Set down the records below in full, exactly as they read.

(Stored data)

────────────────────

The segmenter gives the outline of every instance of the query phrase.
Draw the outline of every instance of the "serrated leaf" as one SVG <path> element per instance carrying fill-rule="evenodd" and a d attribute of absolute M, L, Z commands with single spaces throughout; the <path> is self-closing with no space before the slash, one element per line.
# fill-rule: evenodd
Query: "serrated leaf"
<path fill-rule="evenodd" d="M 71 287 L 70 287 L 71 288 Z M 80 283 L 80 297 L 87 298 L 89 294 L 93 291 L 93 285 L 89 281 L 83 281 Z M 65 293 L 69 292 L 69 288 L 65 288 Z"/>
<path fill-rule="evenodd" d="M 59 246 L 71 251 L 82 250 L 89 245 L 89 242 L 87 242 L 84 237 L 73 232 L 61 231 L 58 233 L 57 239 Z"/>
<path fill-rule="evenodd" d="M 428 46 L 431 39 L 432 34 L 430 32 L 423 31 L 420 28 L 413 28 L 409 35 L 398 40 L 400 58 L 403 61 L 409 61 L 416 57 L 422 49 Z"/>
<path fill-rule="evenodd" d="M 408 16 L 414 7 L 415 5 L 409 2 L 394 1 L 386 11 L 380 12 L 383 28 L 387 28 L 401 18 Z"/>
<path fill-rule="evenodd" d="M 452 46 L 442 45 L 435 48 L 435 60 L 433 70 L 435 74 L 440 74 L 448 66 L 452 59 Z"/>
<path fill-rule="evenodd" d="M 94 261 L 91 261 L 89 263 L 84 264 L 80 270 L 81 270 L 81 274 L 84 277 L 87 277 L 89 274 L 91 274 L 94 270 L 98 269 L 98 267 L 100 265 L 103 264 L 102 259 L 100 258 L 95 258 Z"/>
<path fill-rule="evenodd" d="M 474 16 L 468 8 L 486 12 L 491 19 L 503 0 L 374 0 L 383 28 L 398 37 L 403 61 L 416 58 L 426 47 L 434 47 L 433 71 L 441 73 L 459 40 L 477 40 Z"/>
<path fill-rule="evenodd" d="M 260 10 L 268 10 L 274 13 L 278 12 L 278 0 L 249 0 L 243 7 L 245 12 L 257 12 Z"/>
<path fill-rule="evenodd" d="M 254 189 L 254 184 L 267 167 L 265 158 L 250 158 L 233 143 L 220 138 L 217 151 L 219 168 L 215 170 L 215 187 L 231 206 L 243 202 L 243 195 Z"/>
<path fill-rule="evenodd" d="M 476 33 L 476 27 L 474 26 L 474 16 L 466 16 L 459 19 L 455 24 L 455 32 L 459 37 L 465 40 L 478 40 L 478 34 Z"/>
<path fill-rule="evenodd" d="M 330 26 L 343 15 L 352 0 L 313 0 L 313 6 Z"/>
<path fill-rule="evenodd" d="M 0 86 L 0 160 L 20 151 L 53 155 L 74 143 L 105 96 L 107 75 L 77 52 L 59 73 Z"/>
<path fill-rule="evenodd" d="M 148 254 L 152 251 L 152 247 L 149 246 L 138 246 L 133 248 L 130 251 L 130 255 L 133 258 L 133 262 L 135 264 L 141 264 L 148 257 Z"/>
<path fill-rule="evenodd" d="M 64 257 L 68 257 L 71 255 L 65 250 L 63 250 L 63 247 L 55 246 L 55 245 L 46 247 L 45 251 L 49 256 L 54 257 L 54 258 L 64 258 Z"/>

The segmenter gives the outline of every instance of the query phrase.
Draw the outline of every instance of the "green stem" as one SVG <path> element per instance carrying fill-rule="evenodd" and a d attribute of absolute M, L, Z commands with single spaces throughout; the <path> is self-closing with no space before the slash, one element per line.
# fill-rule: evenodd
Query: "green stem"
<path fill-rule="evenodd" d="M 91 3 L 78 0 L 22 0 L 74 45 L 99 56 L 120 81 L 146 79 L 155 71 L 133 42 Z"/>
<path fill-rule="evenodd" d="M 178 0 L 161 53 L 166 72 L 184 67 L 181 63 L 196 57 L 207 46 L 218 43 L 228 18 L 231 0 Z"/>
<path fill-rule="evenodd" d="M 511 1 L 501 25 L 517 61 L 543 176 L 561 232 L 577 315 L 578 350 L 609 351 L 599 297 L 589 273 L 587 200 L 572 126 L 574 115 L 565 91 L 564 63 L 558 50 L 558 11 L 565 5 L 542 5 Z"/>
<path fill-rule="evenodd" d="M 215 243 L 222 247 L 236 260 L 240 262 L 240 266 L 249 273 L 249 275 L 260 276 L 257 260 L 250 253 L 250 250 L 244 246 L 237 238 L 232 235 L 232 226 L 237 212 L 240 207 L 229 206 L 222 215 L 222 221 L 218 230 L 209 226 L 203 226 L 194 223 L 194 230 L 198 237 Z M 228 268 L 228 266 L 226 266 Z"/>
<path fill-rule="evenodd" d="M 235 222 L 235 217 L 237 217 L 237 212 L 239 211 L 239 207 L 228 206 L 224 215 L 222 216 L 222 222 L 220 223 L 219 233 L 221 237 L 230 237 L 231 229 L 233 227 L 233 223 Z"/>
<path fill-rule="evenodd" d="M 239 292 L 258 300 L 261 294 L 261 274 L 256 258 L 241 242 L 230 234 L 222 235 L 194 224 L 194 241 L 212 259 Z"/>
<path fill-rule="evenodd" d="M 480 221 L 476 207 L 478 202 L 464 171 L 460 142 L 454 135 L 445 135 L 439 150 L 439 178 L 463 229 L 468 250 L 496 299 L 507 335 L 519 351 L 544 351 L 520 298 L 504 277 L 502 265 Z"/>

────────────────────

### EXERCISE ANSWER
The segmenter gives the outline of every instance of the query phrase.
Draw the outline of every instance of the "serrated leaf" as one SVG <path> element per instance carrying fill-rule="evenodd" and a d attribute of absolute M, L, Z commands with single spaces throughout; the <path> is self-closing with no space before the slash, one element per line.
# fill-rule: evenodd
Query: "serrated leaf"
<path fill-rule="evenodd" d="M 71 287 L 70 287 L 71 288 Z M 80 283 L 80 297 L 87 298 L 89 294 L 93 291 L 93 285 L 89 281 L 83 281 Z M 65 293 L 69 292 L 69 288 L 65 288 Z"/>
<path fill-rule="evenodd" d="M 59 246 L 71 251 L 82 250 L 89 245 L 89 242 L 87 242 L 84 237 L 73 232 L 61 231 L 58 233 L 57 239 Z"/>
<path fill-rule="evenodd" d="M 428 46 L 431 39 L 432 34 L 430 32 L 423 31 L 420 28 L 413 28 L 409 35 L 398 40 L 400 58 L 403 61 L 409 61 L 416 57 L 422 49 Z"/>
<path fill-rule="evenodd" d="M 408 16 L 414 7 L 415 5 L 409 2 L 394 1 L 386 11 L 380 12 L 383 28 L 387 28 L 401 18 Z"/>
<path fill-rule="evenodd" d="M 452 46 L 442 45 L 435 48 L 435 60 L 433 70 L 435 74 L 440 74 L 448 66 L 452 59 Z"/>
<path fill-rule="evenodd" d="M 94 261 L 91 261 L 89 263 L 84 264 L 80 270 L 81 270 L 81 274 L 84 277 L 87 277 L 89 274 L 91 274 L 94 270 L 98 269 L 98 267 L 100 265 L 103 264 L 102 259 L 100 258 L 95 258 Z"/>
<path fill-rule="evenodd" d="M 474 16 L 468 8 L 486 12 L 491 19 L 503 0 L 374 0 L 383 28 L 398 37 L 403 61 L 416 58 L 426 47 L 434 47 L 433 71 L 441 73 L 459 40 L 477 40 Z"/>
<path fill-rule="evenodd" d="M 260 10 L 268 10 L 274 13 L 278 12 L 278 0 L 249 0 L 243 7 L 245 12 L 257 12 Z"/>
<path fill-rule="evenodd" d="M 254 189 L 254 184 L 267 167 L 265 158 L 250 158 L 233 143 L 220 138 L 217 151 L 219 168 L 215 170 L 215 187 L 231 206 L 243 202 L 243 195 Z"/>
<path fill-rule="evenodd" d="M 476 33 L 476 27 L 474 26 L 474 16 L 466 16 L 459 19 L 455 24 L 455 32 L 459 37 L 465 40 L 478 40 L 478 34 Z"/>
<path fill-rule="evenodd" d="M 330 26 L 343 15 L 352 0 L 313 0 L 313 6 Z"/>
<path fill-rule="evenodd" d="M 0 86 L 0 160 L 20 151 L 53 155 L 74 143 L 105 96 L 107 75 L 77 52 L 59 73 Z"/>
<path fill-rule="evenodd" d="M 148 254 L 152 251 L 152 247 L 149 246 L 138 246 L 133 248 L 130 251 L 130 255 L 133 258 L 133 262 L 135 264 L 141 264 L 148 257 Z"/>
<path fill-rule="evenodd" d="M 64 257 L 68 257 L 71 255 L 65 250 L 63 250 L 63 247 L 55 246 L 55 245 L 46 247 L 45 251 L 49 256 L 54 257 L 54 258 L 64 258 Z"/>

The segmenter gives the outline of every instance of the query phrase.
Draw the outline of every instance of the "green stem" as one SVG <path> element per instance carrying fill-rule="evenodd" and a d attribute of absolute M, L, Z commands with single spaces throughout; the <path> is self-closing with no space before the slash, one element per line.
# fill-rule: evenodd
Query: "green stem"
<path fill-rule="evenodd" d="M 91 3 L 78 0 L 22 0 L 74 45 L 99 56 L 120 81 L 146 79 L 155 71 L 133 42 Z"/>
<path fill-rule="evenodd" d="M 178 0 L 161 53 L 166 72 L 184 67 L 181 63 L 196 57 L 207 46 L 218 43 L 228 18 L 231 0 Z"/>
<path fill-rule="evenodd" d="M 511 1 L 501 25 L 517 61 L 543 176 L 561 232 L 577 315 L 578 350 L 609 351 L 599 297 L 589 273 L 587 200 L 572 126 L 574 115 L 565 91 L 564 63 L 558 50 L 558 11 L 565 5 L 542 5 Z"/>
<path fill-rule="evenodd" d="M 215 243 L 222 247 L 236 260 L 240 262 L 240 266 L 249 273 L 249 275 L 260 276 L 257 260 L 250 253 L 250 250 L 244 246 L 237 238 L 232 235 L 232 226 L 237 212 L 240 207 L 229 206 L 222 215 L 222 221 L 218 230 L 209 226 L 203 226 L 194 223 L 194 230 L 198 237 Z M 228 268 L 228 266 L 226 266 Z"/>
<path fill-rule="evenodd" d="M 235 222 L 235 217 L 237 217 L 237 212 L 239 211 L 239 207 L 228 206 L 224 215 L 222 216 L 222 222 L 220 223 L 219 233 L 221 237 L 230 237 L 231 229 L 233 227 L 233 223 Z"/>
<path fill-rule="evenodd" d="M 239 292 L 258 300 L 261 294 L 261 274 L 256 258 L 241 242 L 230 234 L 222 235 L 194 224 L 194 241 L 212 259 Z"/>
<path fill-rule="evenodd" d="M 480 221 L 476 207 L 478 202 L 464 171 L 460 142 L 454 135 L 445 135 L 439 150 L 439 178 L 463 229 L 468 250 L 496 299 L 507 335 L 519 351 L 544 351 L 520 298 L 504 277 L 502 265 Z"/>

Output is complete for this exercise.